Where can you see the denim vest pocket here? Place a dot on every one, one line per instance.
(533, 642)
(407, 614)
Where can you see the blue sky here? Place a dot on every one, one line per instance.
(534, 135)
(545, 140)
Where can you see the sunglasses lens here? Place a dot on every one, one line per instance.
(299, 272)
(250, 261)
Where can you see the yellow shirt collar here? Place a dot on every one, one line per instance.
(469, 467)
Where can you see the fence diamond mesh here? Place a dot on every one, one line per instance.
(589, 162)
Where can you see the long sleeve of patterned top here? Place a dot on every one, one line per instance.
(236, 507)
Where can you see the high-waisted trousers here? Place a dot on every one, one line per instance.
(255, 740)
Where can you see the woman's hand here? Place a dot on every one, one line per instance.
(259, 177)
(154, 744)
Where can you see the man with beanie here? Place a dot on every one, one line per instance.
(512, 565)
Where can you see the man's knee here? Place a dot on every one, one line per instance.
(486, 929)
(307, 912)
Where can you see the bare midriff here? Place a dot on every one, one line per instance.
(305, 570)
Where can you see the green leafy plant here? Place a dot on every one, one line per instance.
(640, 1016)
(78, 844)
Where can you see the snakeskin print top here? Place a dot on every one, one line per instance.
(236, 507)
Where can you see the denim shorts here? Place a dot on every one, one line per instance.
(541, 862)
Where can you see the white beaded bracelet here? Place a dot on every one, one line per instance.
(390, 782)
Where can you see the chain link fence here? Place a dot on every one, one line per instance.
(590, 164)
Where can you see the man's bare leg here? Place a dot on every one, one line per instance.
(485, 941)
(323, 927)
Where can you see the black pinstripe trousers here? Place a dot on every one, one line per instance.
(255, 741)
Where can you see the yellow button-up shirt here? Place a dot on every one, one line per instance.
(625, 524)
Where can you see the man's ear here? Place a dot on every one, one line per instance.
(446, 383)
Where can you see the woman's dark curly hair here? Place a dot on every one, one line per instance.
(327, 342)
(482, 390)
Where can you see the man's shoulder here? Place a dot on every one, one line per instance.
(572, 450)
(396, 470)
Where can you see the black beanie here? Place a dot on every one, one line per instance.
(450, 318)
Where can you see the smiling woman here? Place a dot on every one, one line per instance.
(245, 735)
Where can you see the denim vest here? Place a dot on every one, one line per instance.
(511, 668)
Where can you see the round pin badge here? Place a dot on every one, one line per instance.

========

Reproduce all of the entries above, replacing "Place a dot" with "Put a mark" wherever it occurs and leaving everything else unchanged.

### TASK RESPONSE
Where can you see the denim vest pocket here? Put a mark on every one, one line per instance.
(533, 642)
(407, 614)
Where can you see the blue sky here? Put a mark on every one, one line per instance.
(534, 135)
(545, 140)
Where can you see the sunglasses lens here? Put a mark on every one, one line per instance.
(299, 272)
(250, 261)
Where can you see the yellow shirt collar here? Put a mark on every one, one line per instance.
(469, 467)
Where can you see the fence diamond mesh here? Put a mark on every one, one line per instance.
(589, 162)
Where can you see the long sleeve of patterned top here? Put a mark on every one, one line per instance.
(236, 507)
Where can you see the high-waisted trousers here? Put a mark on every one, one line per instance.
(255, 740)
Where can you see the woman's hand here? Put a mark on every one, one line per instance.
(259, 177)
(154, 744)
Where can you see the man with beanie here? Put a mark on every one, one line per instance.
(512, 565)
Where can you see the man's knee here? Put a mark on every one, one line per instance.
(486, 929)
(307, 912)
Where can you see the bare midriff here? Put a mark on every one, one line per instance.
(305, 570)
Where can you see the green leafy plant here? Put a mark on every one, one line per instance.
(640, 1016)
(78, 844)
Where can you see the snakeskin print top here? Put a mark on every one, one line per instance.
(236, 507)
Where can you see the denim shorts here? Put a mark on every one, one line per instance.
(541, 862)
Where can you see the white beaded bracelet here? Put a mark on every one, one line per instance.
(390, 782)
Where can you see the chain link fence here? Put a mark on every one, one line per instance.
(590, 164)
Where can you see the man's bare leg here? Put a mark on every one, one line per instance.
(485, 941)
(323, 927)
Where can you see the black pinstripe trousers here? Put a mark on every one, one line per instance.
(255, 741)
Where can you see the yellow button-up shirt here? Put a mark on every one, one line per instance.
(625, 524)
Where can you see the man's ear here? Put a mark on every one, one line per instance.
(446, 383)
Where can you see the woman's dark curly hair here? Put a mark on every one, one line per instance.
(327, 342)
(482, 390)
Where can you see the man's shoulder here? Put a mark on every one, one line per instance.
(572, 450)
(396, 470)
Where can you see the black beanie here? Put a mark on every one, one line per instance.
(450, 318)
Where can you see the smiling woman here? Put a mark on every one, one line per instance.
(245, 735)
Where can you see the denim vest here? Put a mark on every one, one line per instance.
(511, 668)
Where can you see the round pin badge here? Put a mark on every one, one line per instance.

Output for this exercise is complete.